_Requirement_
Count every line below that contains "rose", then give that count and nothing else.

_Records for the task_
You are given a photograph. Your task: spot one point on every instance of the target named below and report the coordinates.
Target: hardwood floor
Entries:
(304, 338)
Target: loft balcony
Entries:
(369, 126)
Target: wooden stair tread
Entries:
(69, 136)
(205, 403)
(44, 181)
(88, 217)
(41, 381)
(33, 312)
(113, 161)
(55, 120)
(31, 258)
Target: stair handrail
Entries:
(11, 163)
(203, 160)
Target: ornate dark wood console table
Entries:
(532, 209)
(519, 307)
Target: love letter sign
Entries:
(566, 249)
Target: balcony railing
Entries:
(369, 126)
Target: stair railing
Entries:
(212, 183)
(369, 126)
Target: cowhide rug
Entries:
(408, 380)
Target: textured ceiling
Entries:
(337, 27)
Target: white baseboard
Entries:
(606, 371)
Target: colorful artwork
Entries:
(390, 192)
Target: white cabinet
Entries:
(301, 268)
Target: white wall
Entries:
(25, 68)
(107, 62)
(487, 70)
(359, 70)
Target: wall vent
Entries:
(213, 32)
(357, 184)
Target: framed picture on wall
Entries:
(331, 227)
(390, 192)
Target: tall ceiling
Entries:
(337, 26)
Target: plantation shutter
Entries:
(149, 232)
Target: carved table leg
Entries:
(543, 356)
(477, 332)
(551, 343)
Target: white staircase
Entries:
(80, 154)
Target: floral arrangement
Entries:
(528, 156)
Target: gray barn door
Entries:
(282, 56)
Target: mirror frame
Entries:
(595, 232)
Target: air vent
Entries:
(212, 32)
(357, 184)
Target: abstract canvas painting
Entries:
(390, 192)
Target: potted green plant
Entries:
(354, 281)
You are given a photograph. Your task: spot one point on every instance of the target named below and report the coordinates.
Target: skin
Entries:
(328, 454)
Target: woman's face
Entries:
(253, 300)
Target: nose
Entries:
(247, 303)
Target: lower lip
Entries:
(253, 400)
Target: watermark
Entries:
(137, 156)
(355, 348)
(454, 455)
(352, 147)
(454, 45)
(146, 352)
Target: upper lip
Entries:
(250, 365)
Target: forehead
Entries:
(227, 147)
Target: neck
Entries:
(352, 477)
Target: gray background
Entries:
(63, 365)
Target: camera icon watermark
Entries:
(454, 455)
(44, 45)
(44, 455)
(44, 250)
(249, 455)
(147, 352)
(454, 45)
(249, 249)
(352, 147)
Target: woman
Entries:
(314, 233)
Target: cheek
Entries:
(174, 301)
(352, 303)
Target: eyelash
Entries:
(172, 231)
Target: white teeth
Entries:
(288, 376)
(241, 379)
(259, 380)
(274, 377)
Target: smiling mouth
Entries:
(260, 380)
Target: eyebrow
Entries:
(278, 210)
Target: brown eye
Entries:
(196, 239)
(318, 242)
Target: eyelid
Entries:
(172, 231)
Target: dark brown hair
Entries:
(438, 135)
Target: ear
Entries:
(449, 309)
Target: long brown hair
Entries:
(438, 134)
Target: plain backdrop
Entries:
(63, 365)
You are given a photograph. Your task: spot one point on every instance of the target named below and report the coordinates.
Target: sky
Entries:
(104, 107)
* * *
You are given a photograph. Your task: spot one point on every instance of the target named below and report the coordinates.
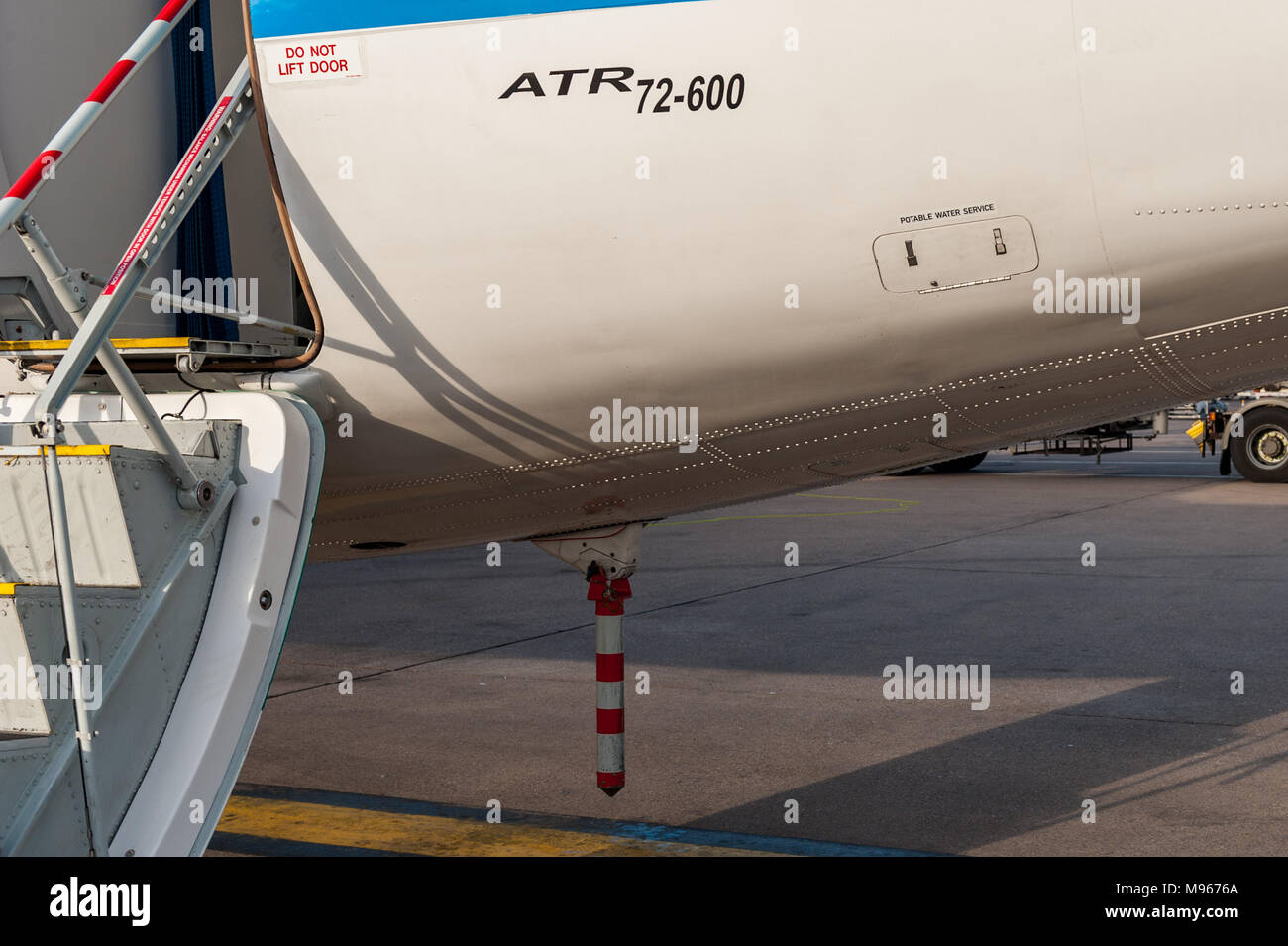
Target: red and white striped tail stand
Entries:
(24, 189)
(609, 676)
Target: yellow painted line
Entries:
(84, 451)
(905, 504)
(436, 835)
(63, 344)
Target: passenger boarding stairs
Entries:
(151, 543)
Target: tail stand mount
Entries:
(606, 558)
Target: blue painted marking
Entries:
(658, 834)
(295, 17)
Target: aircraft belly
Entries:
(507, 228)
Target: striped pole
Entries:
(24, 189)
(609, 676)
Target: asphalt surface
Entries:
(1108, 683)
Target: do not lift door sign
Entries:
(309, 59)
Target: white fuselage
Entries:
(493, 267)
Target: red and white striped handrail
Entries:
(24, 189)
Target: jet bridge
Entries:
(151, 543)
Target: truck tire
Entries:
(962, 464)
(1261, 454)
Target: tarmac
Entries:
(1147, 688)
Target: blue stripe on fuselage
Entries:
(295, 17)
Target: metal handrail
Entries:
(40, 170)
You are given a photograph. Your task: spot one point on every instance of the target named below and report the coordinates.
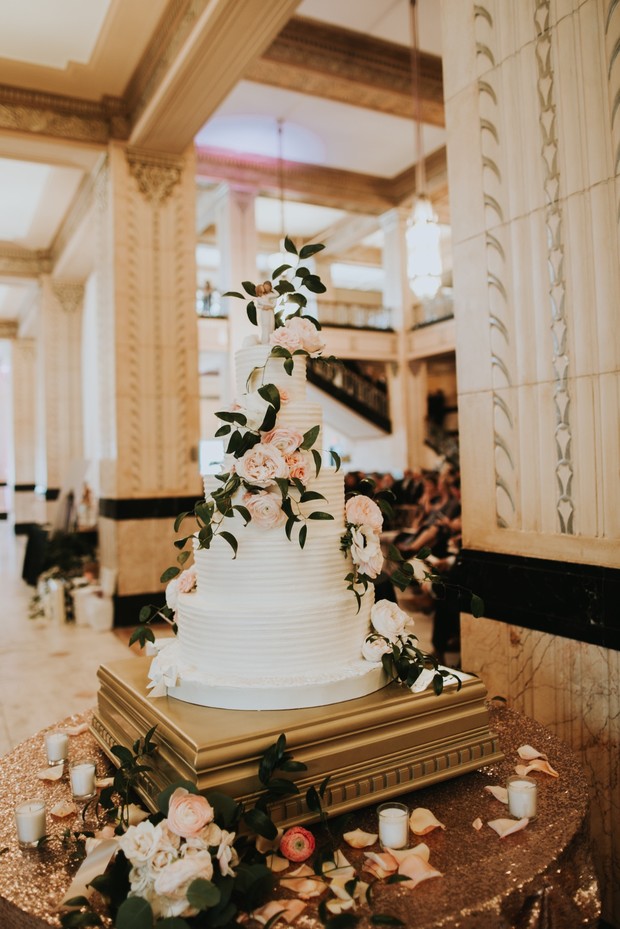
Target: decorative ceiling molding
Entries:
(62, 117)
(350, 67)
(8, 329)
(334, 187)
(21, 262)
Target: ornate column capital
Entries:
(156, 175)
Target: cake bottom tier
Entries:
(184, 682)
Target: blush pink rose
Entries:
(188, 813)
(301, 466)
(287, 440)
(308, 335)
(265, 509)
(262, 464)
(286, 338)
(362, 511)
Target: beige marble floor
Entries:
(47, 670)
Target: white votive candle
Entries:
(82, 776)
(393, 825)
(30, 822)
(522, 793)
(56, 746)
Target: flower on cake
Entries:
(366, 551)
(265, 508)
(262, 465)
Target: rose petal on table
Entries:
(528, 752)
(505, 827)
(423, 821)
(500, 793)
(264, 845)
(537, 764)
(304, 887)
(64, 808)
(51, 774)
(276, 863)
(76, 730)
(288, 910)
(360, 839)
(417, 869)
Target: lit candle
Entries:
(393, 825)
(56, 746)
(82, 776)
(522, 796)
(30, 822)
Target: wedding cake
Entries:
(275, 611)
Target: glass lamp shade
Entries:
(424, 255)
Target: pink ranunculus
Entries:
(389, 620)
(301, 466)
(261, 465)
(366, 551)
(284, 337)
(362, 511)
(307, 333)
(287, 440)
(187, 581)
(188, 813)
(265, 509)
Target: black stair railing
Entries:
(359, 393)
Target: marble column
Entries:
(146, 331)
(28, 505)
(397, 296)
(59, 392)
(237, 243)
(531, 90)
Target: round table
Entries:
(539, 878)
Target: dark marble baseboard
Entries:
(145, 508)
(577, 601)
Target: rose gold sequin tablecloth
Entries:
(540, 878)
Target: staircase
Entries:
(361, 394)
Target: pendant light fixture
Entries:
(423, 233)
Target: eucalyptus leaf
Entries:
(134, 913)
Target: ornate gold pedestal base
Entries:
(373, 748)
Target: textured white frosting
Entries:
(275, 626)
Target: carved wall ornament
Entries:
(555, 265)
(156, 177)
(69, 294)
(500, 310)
* * *
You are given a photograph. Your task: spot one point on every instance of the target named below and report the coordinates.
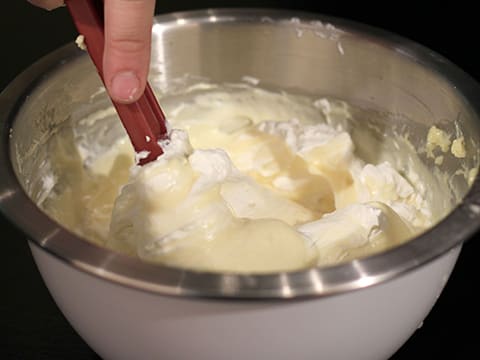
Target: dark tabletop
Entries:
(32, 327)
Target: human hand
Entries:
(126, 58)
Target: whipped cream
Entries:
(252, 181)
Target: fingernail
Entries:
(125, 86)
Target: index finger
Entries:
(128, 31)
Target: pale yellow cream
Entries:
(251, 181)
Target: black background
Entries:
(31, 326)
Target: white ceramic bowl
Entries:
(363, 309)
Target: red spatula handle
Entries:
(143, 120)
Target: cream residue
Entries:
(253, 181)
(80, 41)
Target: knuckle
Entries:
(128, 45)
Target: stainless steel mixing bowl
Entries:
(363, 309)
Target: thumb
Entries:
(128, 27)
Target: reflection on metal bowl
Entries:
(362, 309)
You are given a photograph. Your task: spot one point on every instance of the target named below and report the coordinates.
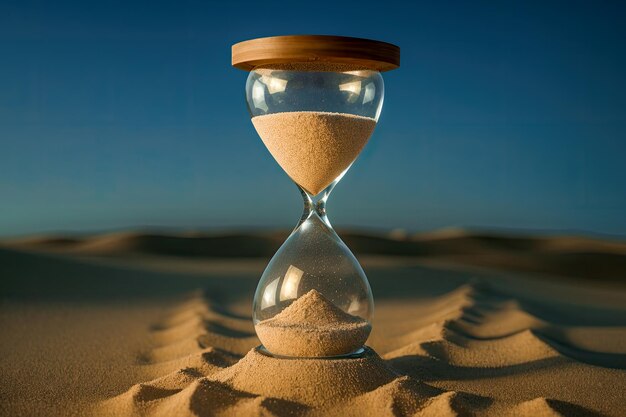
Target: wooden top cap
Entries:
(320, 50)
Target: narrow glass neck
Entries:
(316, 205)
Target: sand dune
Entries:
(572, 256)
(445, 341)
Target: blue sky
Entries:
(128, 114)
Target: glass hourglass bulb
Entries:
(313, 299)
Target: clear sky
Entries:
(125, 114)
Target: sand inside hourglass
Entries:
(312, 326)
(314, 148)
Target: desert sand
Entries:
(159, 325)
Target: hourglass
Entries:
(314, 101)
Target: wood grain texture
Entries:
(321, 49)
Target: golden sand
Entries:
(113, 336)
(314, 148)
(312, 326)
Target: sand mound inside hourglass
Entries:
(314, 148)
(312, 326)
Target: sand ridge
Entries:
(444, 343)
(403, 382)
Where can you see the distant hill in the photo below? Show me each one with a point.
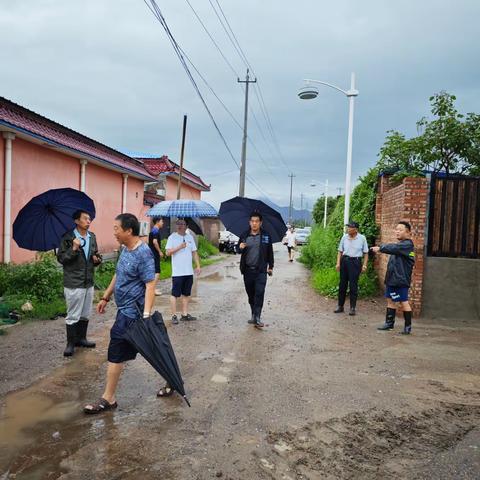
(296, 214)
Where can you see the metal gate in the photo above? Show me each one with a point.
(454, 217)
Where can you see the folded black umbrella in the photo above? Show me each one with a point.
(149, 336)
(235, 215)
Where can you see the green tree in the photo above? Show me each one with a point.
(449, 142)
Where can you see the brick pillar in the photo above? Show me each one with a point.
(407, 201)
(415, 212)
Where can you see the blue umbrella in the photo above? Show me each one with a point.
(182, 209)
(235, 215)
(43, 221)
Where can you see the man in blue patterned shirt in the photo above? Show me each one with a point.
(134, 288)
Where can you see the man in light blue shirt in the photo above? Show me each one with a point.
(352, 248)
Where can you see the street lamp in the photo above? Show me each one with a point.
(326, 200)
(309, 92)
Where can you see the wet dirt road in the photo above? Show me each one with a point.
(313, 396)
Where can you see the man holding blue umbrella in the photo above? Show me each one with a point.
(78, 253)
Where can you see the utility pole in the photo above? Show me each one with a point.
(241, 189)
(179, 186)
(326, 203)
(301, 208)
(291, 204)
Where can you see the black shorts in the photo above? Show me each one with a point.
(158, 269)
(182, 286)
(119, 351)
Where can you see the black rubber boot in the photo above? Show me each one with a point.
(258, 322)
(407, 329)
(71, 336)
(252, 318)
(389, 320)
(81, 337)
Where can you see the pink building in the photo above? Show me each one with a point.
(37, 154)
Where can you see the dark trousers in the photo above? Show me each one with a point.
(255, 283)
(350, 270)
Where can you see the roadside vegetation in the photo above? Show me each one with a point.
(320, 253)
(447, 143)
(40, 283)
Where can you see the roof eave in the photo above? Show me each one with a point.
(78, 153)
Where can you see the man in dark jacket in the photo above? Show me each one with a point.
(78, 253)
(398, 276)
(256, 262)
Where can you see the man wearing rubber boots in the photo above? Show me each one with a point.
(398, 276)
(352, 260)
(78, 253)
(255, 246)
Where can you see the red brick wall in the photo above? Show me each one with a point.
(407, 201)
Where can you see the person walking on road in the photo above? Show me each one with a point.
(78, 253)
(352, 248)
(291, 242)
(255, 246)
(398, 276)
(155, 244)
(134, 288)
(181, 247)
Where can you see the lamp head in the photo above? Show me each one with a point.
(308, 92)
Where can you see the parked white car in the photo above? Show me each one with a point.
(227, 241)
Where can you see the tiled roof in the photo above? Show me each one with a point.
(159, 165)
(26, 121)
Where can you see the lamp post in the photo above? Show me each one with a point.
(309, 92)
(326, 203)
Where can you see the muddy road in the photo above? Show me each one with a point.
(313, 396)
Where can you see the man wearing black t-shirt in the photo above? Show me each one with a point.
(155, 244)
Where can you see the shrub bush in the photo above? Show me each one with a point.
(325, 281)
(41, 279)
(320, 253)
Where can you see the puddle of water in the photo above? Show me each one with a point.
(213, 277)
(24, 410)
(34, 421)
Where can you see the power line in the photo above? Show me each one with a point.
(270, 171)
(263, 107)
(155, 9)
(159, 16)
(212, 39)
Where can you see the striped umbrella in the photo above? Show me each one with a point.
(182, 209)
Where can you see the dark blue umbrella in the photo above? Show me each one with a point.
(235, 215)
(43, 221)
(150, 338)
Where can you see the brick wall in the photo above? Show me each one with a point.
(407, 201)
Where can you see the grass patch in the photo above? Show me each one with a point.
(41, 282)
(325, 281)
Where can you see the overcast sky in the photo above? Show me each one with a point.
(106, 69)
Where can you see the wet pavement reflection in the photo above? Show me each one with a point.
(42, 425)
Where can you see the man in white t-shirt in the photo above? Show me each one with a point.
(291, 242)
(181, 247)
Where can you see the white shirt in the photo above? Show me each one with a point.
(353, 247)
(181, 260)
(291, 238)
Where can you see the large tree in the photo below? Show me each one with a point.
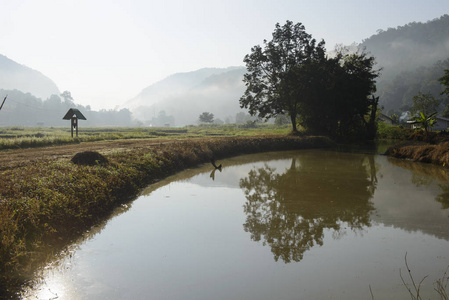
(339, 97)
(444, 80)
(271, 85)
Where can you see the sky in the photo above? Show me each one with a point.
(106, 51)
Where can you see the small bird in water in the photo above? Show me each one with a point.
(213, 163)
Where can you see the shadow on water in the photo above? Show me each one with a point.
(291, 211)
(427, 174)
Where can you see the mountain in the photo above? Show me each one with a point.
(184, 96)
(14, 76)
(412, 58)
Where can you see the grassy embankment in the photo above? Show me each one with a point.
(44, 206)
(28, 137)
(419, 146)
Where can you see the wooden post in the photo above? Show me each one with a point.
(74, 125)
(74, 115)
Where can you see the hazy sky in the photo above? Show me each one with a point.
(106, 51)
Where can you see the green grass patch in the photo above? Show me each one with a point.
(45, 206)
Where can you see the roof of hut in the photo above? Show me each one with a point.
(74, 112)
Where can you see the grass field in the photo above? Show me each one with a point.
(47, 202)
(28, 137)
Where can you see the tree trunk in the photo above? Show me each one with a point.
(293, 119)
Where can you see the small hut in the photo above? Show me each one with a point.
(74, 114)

_Result of this task_
3